─── Given data ───
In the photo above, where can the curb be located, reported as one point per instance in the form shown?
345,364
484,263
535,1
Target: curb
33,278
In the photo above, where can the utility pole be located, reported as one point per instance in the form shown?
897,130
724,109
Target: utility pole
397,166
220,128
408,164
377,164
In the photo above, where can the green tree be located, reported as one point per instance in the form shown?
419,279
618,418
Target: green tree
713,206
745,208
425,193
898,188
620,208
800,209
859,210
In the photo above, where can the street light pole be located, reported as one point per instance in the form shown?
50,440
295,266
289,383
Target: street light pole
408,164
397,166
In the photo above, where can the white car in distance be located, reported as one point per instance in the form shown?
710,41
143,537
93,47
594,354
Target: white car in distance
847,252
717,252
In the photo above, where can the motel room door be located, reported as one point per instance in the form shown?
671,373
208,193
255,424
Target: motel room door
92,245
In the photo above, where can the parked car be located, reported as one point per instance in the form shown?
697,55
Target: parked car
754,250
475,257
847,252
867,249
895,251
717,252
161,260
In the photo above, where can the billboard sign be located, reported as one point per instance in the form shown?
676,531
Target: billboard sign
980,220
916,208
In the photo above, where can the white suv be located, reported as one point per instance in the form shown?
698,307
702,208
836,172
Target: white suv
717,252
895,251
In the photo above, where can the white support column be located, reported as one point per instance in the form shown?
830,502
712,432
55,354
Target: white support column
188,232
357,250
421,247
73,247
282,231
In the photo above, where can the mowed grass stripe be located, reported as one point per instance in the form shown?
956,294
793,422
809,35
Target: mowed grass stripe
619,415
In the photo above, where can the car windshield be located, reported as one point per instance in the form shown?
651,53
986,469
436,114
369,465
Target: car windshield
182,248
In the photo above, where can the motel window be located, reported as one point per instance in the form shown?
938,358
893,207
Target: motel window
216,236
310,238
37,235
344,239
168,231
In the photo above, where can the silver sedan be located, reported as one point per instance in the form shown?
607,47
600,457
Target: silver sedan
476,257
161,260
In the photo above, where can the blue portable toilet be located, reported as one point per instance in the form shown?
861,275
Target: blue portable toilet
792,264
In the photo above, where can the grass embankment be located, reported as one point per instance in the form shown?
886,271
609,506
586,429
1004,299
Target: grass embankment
───
─── Given data ───
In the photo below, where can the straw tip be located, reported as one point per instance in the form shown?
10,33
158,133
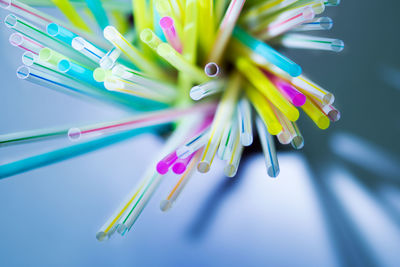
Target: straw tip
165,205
───
─── Given data ───
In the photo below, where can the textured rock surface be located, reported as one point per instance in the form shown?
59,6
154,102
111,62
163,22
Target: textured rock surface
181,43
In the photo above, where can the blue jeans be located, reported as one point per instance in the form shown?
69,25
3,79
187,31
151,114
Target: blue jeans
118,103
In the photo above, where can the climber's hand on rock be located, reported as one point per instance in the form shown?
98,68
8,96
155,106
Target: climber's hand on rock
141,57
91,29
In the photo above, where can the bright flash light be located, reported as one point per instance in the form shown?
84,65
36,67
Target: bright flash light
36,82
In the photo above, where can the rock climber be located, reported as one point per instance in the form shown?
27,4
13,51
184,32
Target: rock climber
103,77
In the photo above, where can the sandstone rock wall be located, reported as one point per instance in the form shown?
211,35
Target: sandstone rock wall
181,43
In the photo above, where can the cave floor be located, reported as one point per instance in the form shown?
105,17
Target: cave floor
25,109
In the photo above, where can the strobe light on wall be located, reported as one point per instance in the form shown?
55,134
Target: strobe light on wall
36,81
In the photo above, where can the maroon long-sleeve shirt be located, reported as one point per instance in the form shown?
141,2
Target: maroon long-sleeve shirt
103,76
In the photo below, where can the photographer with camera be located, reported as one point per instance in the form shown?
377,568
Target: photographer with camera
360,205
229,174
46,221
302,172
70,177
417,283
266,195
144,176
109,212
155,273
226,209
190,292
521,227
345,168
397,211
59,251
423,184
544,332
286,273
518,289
───
Exercise instructions -> Only a number is wanted. How many lines of the entries above carry "embankment"?

The completed task -> 2